Provided information:
+ + + + +

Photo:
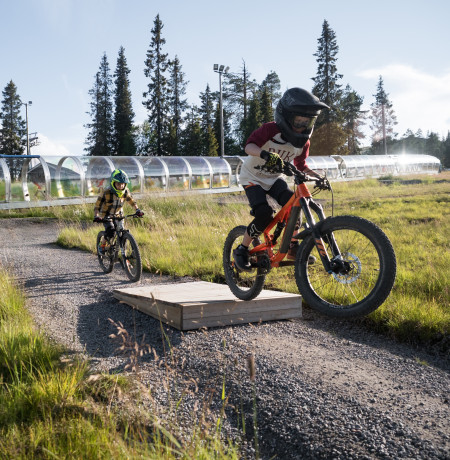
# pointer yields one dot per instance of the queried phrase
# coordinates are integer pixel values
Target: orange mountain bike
(356, 265)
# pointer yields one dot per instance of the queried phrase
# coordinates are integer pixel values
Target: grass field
(51, 407)
(184, 235)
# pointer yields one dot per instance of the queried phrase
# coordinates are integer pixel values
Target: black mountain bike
(121, 247)
(355, 267)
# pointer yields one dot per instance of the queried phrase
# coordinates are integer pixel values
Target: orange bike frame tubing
(282, 215)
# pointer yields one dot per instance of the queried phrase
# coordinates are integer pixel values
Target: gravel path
(324, 389)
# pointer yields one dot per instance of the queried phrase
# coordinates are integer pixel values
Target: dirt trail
(325, 388)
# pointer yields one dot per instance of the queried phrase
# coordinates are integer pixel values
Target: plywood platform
(199, 304)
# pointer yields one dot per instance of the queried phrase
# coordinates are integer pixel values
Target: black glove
(323, 183)
(273, 161)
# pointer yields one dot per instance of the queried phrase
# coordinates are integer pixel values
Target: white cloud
(47, 147)
(420, 100)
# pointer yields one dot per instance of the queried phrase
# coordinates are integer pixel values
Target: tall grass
(184, 236)
(50, 407)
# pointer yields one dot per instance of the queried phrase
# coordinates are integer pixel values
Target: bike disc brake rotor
(353, 273)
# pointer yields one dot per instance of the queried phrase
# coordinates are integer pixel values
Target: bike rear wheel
(105, 260)
(244, 285)
(367, 276)
(132, 262)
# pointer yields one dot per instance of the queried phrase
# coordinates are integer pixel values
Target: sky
(51, 50)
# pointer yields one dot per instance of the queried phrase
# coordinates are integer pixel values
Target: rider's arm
(311, 172)
(253, 150)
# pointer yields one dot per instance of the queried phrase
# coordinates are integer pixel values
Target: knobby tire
(132, 263)
(365, 286)
(106, 260)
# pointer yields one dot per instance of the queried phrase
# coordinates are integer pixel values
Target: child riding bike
(110, 203)
(285, 139)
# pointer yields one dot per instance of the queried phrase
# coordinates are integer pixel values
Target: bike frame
(119, 234)
(287, 218)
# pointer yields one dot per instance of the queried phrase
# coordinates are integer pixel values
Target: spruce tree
(157, 95)
(254, 119)
(192, 137)
(177, 104)
(266, 106)
(237, 94)
(13, 127)
(229, 144)
(272, 85)
(329, 136)
(124, 141)
(100, 139)
(383, 120)
(210, 137)
(353, 120)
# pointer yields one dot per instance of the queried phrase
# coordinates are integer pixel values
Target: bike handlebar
(299, 176)
(113, 218)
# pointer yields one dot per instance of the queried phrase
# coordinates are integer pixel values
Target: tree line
(175, 127)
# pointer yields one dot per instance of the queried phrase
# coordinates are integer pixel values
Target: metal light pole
(221, 69)
(26, 104)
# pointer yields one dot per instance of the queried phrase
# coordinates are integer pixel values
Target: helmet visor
(302, 123)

+ + + + +

What is expected: Output the data exactly. Leave every picture out.

Answer to this problem:
Photo:
# pointer yields one dot per instance of the queried phrase
# coordinates are integer pixel values
Target: orange mountain bike
(356, 265)
# pointer yields one dot per instance of the queried phrase
# coordinates are integer pixel values
Target: grass field
(51, 407)
(184, 235)
# pointer yields one dot per instance of the queried phrase
# coordinates are integer pixel values
Target: black mountain bike
(121, 247)
(355, 267)
# pointer yields one dot per instance of the queried phrase
# coordinates are integer pixel values
Target: orange bike frame tubing
(282, 215)
# pointer yields one dot per instance of the queried phrase
# coordinates are integer pixel values
Target: gravel path
(324, 389)
# pointer yields one dot per instance of the queried phrase
# coordinates are integer pixel values
Target: dirt trail
(325, 388)
# pointer yields one dot per instance of the queried phrase
# coordinates are integer pixel values
Target: plywood platform
(199, 304)
# pointer yields one dot per instance of the queried phrase
# coordinates are integer pixel values
Target: black glove
(323, 183)
(273, 161)
# pointer yields one dot per instance of the queried phrase
# coordinates are integer pixel values
Target: white cloud
(47, 147)
(420, 100)
# pointer yields one dot per instance of the queried phrase
# coordinates are integer pixel values
Target: tall grass
(184, 236)
(50, 407)
# pointer yields one dot per instance of the queried phrase
# coordinates are integer pixel values
Target: bike disc brake rotor
(353, 273)
# pointer yields one dot per instance of the queried phrase
# coordinates are integer pixel values
Target: bike rear wheel
(105, 260)
(244, 285)
(367, 276)
(132, 262)
# pointer yields one dot per instance of the queried phrase
# coordinates are integer pixel values
Target: sky
(51, 50)
# pointer yields one dot per instance of the queried phrase
# coordinates are integer pixel values
Target: rider's arm
(311, 172)
(253, 150)
# pointer yields one dot per instance of the queried phrase
# coordinates are integer pixel values
Target: knobby tire
(132, 263)
(365, 286)
(106, 260)
# pointer yields one dot per instance of the queried phrase
# coordinates are integer pixel values
Target: child riding bike
(110, 203)
(285, 139)
# pointer yields one dot per instance of the queried phrase
# coordinates are integer pixel values
Target: bike frame
(119, 234)
(287, 218)
# pointer yields one dot per instance of the queried phrase
# coordinates are integer pixel values
Target: spruce tree
(157, 95)
(254, 119)
(192, 137)
(177, 104)
(266, 106)
(237, 94)
(13, 127)
(229, 144)
(272, 85)
(329, 136)
(124, 141)
(100, 139)
(383, 120)
(210, 137)
(353, 120)
# pointer yields one dot per instance of the queried phrase
# coordinates are integer pixel values
Target: bike handlebar
(299, 176)
(113, 218)
# pointer yields one dot per instance of the queried phrase
# coordinates are integer pixel values
Target: tree line
(175, 127)
# pointer yields one dot per instance of the queried phrase
# coordinates are integer pixel values
Target: metal light pole
(221, 69)
(26, 104)
# pointer yields one dot per instance of the queried phrase
# coordinates are integer pixel values
Target: helmet visor
(302, 123)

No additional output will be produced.